#### Reading text

Dar Si Hmad for Development, Education and Culture is an independent nonprofit organization founded in 2010 promoting local culture and sustainable initiatives through education and the integration of scientific ingenuity in Southwest Morocco. We operate North Africa's largest fog harvesting project, providing villages with access to potable water. Our Water School and Girls' E-Learning Programs build capacity in the Anti-Atlas Mountains. Through our Ethnographic Field School, researchers and students engage with local communities in Agadir, Sidi Ifni, and the rural Aït Baamrane region for meaningful cross-cultural exchange.

Monday, June 29, 2020

The UN 2020 Water & Climate Change report summary: Chapter 2 - Interational Policy Framework

The second chapter of the UN 2020 Water and Climate Change report dissects the UN’s 2030 Agenda for Sustainable Development (2015), Paris Agreement on climate change (2015), Sendai Framework for Disaster Risk Reduction (2015), and several international water conventions. The report concludes that almost all of these frameworks do not address water management by name, even though water is an underlying connector in all frameworks.

The 2030 Agenda for Sustainable Development
The 2030 Agenda for Sustainable Development is a collection of 17 goals that aim to reshape global development in ways that allow us to “reach the future we want whilst leaving no one behind.” Water serves as an often unacknowledged, yet vital, connecting factor for achieving the sustainable development goals (SDGs), particularly water being essential for basic human needs (SDGs 6, 5), but also for marine (SDG 14) and land (SDG 15) ecosystems, for producing food (SDG 2) and energy (SDG 7), supporting livelihoods (SDG 8) and industry (SDGs 9, 12), and providing sustainable and healthy environments to live in (SDGs 1, 3, 11).

########
#### Material

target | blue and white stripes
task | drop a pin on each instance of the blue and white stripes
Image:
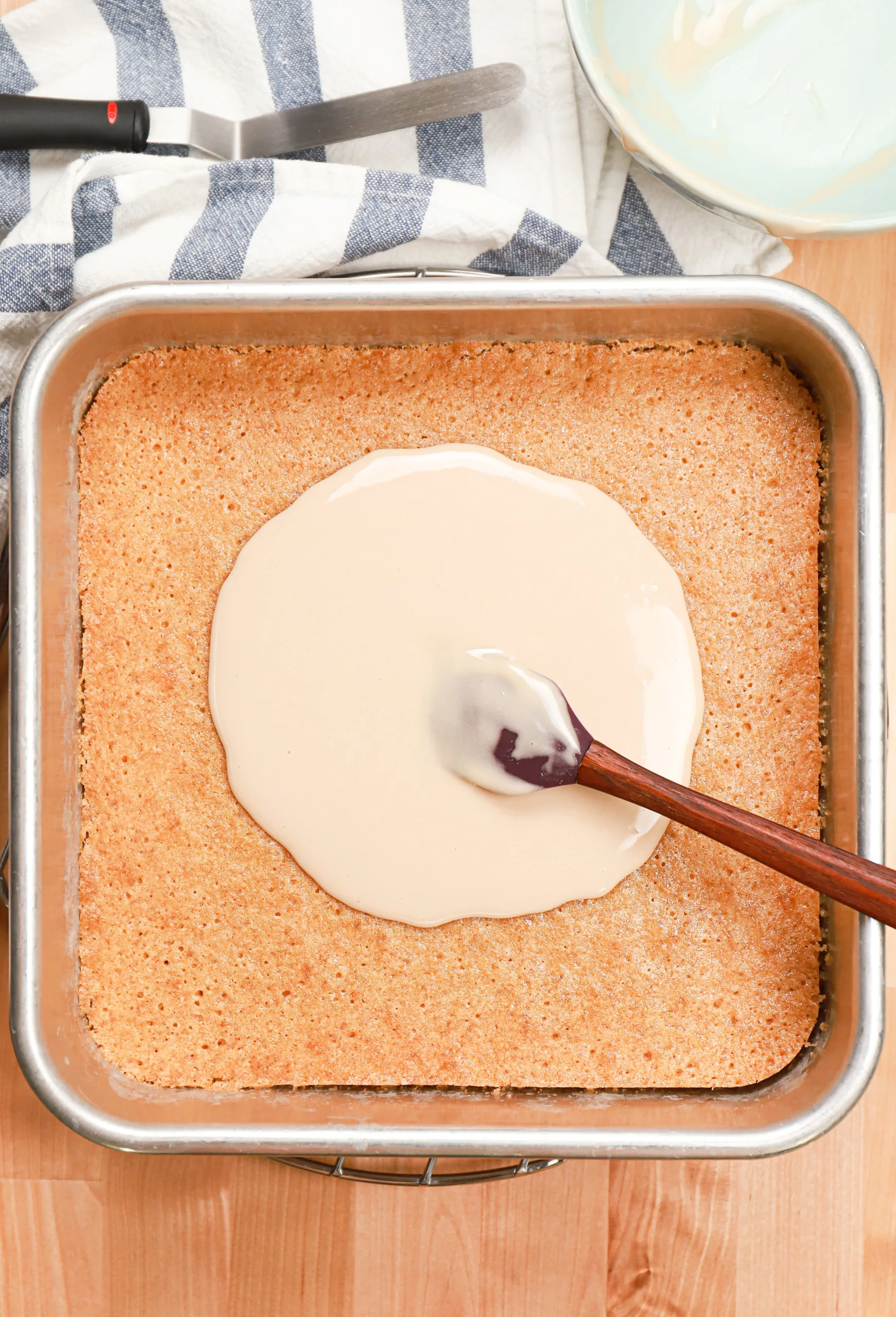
(535, 189)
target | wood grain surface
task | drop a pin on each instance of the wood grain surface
(92, 1233)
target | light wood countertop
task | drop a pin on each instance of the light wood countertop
(92, 1233)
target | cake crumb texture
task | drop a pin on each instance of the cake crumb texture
(209, 958)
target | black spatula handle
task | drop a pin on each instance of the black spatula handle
(100, 126)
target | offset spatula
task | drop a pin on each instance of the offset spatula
(131, 126)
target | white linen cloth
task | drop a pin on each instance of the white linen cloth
(538, 187)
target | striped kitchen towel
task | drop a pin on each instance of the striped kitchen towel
(538, 187)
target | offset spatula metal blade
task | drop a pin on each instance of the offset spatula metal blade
(367, 115)
(131, 126)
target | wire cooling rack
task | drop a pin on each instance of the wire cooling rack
(339, 1171)
(332, 1170)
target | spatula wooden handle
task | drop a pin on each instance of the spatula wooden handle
(854, 881)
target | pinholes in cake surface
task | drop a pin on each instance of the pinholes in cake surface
(348, 618)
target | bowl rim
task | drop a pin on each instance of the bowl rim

########

Given problem 1: Reproduce the rows from the line containing "target | light wood countertop" through the last row, including both ends.
Given problem 2: Continue the UN water and climate report summary from its last sentence.
The rows have no connection to the UN water and climate report summary.

Expected answer 1:
target | light wood countertop
task | drop a pin on each instance of the light wood countertop
(92, 1233)
target | cake crumb texture
task | drop a pin on each instance of the cake crumb texture
(209, 958)
target | black spatula handle
task | drop a pin on each instance of the black spatula handle
(100, 126)
target | offset spatula
task | drop a pin on each instance of the offset spatula
(131, 126)
target | white linen cloth
task | drop a pin on each instance of the white linen cloth
(538, 187)
target | striped kitchen towel
task | drop a pin on each instance of the striped kitchen towel
(538, 187)
target | offset spatula metal blade
task | drop a pin on each instance of the offset spatula metal blade
(367, 115)
(131, 126)
target | wire cooling rack
task | drop a pin on each instance of the wire cooling rack
(339, 1171)
(332, 1170)
target | spatula wooden handle
task | drop a pin on each instance of the spatula wooden handle
(854, 881)
target | pinholes in cake surface
task | drop a pin on each instance of the pinholes in cake surface
(348, 618)
target | bowl rim
task | drop a pin on each instance of the bowl rim

Expected answer 2:
SDG 13 recommends we “take urgent action to combat climate change and its impacts,” is the SDG most explicitly concerned with climate change. Although it does not specify water-related issues, the goal has several water-related targets and has designated indicators such as strengthen resilience and adaptive capacity to climate related disasters (e.g. floods and extreme weather events). The fact that water-related issues are not called out by name is emblematic of what the report calls a “fundamental disconnection” between the SDGs themselves, as well as other global frameworks.

SDG 6 recommends we “ensure availability and sustainable management of water and sanitation for all,” and was reviewed in the 2018 July session of the High-Level Political Forum. Here, countries acknowledged that SDG 6, similarly to other SDGs, were being addressed in a siloed manner. This lack of connection is considered as the major reason for countries around the world not on track to meet the targets of SDG 6.

The Paris Agreement
The Paris Agreement on climate change, a set of legal instruments referred to as protocols from the UNFCCC, is another relevant international policy framework. The Paris Agreements highly recommends to keep the global average temperature below 1.5ºC above pre-industrial levels in order to reduce the risks and impacts of climate change. It does this by having all parties to the Agreement determine, plan, and regularly report adaptation and mitigation measures, which are referred to as nationally determined contributions. These NDCs are to be reviewed every five years, although reporting the progress of NDCs is voluntary. Parties are also encouraged to adopt national action plans, which are medium- to long-term adaptation tactics that address and integrate the SDGs and 2030 agenda when appropriate. The Paris Agreement also recognizes the essential roles of non-state parties (including but not limited to local authorities, the private sector, academia, marginalized populations, and civil society organizations like Dar Si Hmad, play in reaching its goals.

The Paris Agreement is a landmark international policy framework concerning climate change but as recognized in the COP25 of 2019, achieving the goals of the Paris agreement have proven to be more difficult than anticipated. Additionally, Frank Bainimarama, Prime Minister of Fiji and President of COP23, said at the closing plenary session of COP24 that the world needs “five times more ambition, five times more action” in order to achieve the goals of the Agreement.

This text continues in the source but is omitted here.